(Object location annotation lines)
______________________________

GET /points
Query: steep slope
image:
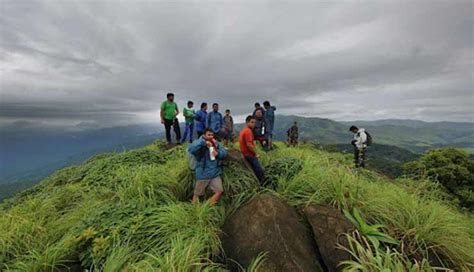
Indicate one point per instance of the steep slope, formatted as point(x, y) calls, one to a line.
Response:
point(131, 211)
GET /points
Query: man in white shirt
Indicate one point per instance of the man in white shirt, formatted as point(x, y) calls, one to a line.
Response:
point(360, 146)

______________________________

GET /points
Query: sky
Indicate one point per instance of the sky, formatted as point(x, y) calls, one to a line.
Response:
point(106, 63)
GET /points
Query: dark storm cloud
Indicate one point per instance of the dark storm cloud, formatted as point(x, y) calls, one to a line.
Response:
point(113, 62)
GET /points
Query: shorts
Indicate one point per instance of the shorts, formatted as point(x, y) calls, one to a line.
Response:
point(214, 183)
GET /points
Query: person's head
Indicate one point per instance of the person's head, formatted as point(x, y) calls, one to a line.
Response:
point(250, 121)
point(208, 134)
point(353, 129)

______________________________

**SET TASK**
Gather every line above that contains the word "steep", matching case exactly.

**CORRECT RESULT**
Query: steep slope
Indicate one point per instance of the steep slope, formatted as point(x, y) calls, one to a line.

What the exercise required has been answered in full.